Structural Biochemistry/Proteins/Purification/Edman Sequencing

Edman Degradation

Edman degradation is the process of purifying protein by sequentially removing one residue at a time from the amino end of a peptide.

To solve the problem of damaging the protein by hydrolyzing conditions, Pehr Edman created a new way of labeling and cleaving the peptide. Edman thought of a way of removing only one residue at a time, which did not damage the overall sequencing. This was done by adding Phenyl isothiocyanate, which creates a phenylthiocarbamoyl derivative with the N-terminal. The N-terminal is then cleaved under less harsh acidic conditions, creating a cyclic compound of phenylthiohydantoin PTH-amino acid. This does not damage the protein and leaves two constituents of the peptide. This method can be repeated for the rest of the residues, separating one residue at a time.

Edman degradation is very useful because it does not damage the protein. This allows sequencing of the protein to be done in less time.

Bergmann Degradation

Another non conventional way of stepwise sequencing polypeptides would be through degradation of peptide bonds using benzyl chemistry. The process is carried in three major steps. First, an acyl azide experiences a Curtius rearrangement when hydroxybenzene is added. The Curtius rearrangement is a two-step process, in the first step nitrogen gas is released which forms an acyl nitrene followed by the rearrangement of acyl nitrenes by the shift of an R-group generating isocyanate in a concerted fashion. Second, The intermediate product, benzyl carbamate is generated in the process. Lastly, The Carbobenzyloxy molecule acts as a protecting group which is cleaved by hydrogenolysis finally yielding a primary amide and aldehyde. In summary, The process requires benzoylation, conversion to azides and treatment of the azides with hydroxybenzene; this treatment yields, via rearrangement to isocyanates, carbobenzoxy compounds which require hydrogenation and hydrogenolysis reduction reactions to yield the final product.

Composition of an Amino Acid

Edman sequencing is done best if the composition of the amino acid is known. To determine the composition of the amino acid, the peptide must be hydrolyzed. This can be done by denaturing the protein and heating it and adding HCl for a long time. This causes the individual amino acids to be separated, and they can be separated by ion exchange chromatography. They are then dyed with ninhydrin and the amount of amino acid can be determined by the amount of optical absorbance. This way, the composition but not the sequence can be determined

Dabsyl Chloride

A less useful way to sequence amino acids is to label the N-terminal. This can be done by the use of Dabsyl chloride, which forms a covalent bond with the amine group, and also can be detected because of its fluorescent derivatives. A strong covalent bond is needed because it needs to remain stable when the protein is being hydrolyzed. After hydrolysis, the N-terminal can be determined; however, this method is not very practical because the protein is damaged by the hydrolysis conditions. This may lead to a lost in sequencing.

+ + + + +

**Tasks for this exercise:**
**1.** In the Edman sequencing page, which compound does Edman's method add to form a phenylthiocarbamoyl derivative with the N-terminal?
**2.** From the Edman sequencing page, write out the text starting at "Structural Biochemistry/Proteins/Purification/Edman Sequencing" and ending at "residue at a time.".

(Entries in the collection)
+ + + + +

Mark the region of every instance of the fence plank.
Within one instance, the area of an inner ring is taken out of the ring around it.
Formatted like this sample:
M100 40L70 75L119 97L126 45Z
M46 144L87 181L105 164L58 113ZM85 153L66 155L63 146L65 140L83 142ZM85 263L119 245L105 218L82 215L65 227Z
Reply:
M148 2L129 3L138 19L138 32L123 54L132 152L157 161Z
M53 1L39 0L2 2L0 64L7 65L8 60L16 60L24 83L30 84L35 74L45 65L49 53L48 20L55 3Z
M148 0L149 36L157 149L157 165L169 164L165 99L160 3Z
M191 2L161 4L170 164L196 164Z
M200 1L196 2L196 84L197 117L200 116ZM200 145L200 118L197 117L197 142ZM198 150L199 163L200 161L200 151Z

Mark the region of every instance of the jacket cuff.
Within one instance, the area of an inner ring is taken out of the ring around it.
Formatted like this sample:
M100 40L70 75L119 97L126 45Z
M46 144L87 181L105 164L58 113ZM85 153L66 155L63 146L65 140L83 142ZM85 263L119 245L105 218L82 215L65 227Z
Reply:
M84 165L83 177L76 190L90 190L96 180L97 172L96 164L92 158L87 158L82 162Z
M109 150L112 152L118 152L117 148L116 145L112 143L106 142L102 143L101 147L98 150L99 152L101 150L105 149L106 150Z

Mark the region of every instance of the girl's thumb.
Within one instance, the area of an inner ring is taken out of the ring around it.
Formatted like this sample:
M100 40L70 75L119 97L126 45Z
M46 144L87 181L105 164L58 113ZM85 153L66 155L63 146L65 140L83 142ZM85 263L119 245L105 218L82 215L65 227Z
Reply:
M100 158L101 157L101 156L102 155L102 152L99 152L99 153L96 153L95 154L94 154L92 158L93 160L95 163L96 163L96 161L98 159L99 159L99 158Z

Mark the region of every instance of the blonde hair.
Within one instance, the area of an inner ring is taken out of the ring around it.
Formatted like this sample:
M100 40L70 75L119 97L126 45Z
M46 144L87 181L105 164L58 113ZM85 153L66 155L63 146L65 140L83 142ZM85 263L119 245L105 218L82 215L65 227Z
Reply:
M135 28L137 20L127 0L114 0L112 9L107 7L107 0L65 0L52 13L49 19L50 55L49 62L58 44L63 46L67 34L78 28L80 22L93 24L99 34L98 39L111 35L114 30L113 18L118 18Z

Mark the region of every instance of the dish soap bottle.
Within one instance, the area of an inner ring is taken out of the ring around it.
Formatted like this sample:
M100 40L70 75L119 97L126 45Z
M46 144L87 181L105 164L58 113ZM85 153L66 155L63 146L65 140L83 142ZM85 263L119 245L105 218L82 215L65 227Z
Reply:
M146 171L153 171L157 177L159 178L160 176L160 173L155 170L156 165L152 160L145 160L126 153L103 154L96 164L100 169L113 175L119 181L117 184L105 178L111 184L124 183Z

+ + + + +

**Responses by task:**
**1.** Phenyl isothiocyanate.

**2.**
Structural Biochemistry/Proteins/Purification/Edman Sequencing

Edman Degradation

Edman degradation is the process of purifying protein by sequentially removing one residue at a time from the amino end of a peptide.

To solve the problem of damaging the protein by hydrolyzing conditions, Pehr Edman created a new way of labeling and cleaving the peptide. Edman thought of a way of removing only one residue at a time, which did not damage the overall sequencing. This was done by adding Phenyl isothiocyanate, which creates a phenylthiocarbamoyl derivative with the N-terminal. The N-terminal is then cleaved under less harsh acidic conditions, creating a cyclic compound of phenylthiohydantoin PTH-amino acid. This does not damage the protein and leaves two constituents of the peptide. This method can be repeated for the rest of the residues, separating one residue at a time.